**Direction**
Please reproduce all of the material below line for line, changing, adding and leaving out nothing.

**Records to process**
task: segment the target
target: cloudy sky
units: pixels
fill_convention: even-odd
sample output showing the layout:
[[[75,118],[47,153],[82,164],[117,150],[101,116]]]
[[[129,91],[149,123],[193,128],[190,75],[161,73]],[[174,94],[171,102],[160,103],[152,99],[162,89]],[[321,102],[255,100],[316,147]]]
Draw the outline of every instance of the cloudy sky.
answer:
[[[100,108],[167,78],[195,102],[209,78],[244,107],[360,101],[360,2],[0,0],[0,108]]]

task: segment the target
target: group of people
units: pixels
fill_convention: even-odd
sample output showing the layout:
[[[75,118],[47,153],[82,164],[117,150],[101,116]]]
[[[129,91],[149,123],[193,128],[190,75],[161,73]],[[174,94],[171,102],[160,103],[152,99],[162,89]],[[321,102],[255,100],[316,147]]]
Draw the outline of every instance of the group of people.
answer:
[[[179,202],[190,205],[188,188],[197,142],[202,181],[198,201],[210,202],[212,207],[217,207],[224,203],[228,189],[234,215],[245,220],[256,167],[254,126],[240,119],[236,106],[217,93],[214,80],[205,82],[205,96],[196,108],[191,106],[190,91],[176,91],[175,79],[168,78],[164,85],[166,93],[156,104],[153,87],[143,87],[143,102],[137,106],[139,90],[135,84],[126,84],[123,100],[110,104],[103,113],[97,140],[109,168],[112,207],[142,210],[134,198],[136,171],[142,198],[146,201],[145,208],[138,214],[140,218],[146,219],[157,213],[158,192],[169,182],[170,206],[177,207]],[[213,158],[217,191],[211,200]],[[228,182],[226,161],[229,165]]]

**Answer**
task: segment the target
target: cloudy sky
units: pixels
fill_convention: even-odd
sample output showing the layout:
[[[75,118],[47,153],[82,164],[117,150],[101,116]]]
[[[129,91],[149,123],[193,128],[190,75],[161,73]],[[174,94],[171,102],[160,103],[152,99],[162,89]],[[321,102],[255,100],[316,147]]]
Draw the outline of every instance of the cloudy sky.
answer:
[[[100,108],[167,78],[195,102],[209,78],[244,107],[360,101],[360,2],[0,0],[0,108]]]

task: segment the target
target: group of people
units: pixels
fill_convention: even-odd
sample output showing the layout:
[[[75,118],[47,153],[82,164],[117,150],[101,116]]]
[[[129,91],[149,123],[193,128],[190,75],[161,73]],[[174,94],[171,102],[160,103],[152,99],[162,89]],[[321,102],[255,100],[316,147]]]
Draw the outline of every instance of the group of people.
answer:
[[[179,202],[190,205],[188,188],[197,142],[202,181],[198,201],[210,202],[212,207],[217,207],[224,203],[228,189],[234,215],[245,220],[256,167],[254,126],[240,119],[236,106],[217,93],[214,80],[205,82],[205,96],[196,108],[191,106],[190,91],[176,91],[175,79],[168,78],[164,85],[166,93],[156,104],[153,87],[143,87],[143,102],[137,106],[139,90],[135,84],[126,84],[123,100],[110,104],[103,113],[97,140],[109,168],[112,207],[142,210],[134,198],[136,171],[142,198],[146,201],[145,208],[138,214],[140,218],[146,219],[157,213],[158,192],[169,182],[170,206],[177,207]],[[213,158],[217,191],[211,200]],[[228,182],[226,161],[229,165]]]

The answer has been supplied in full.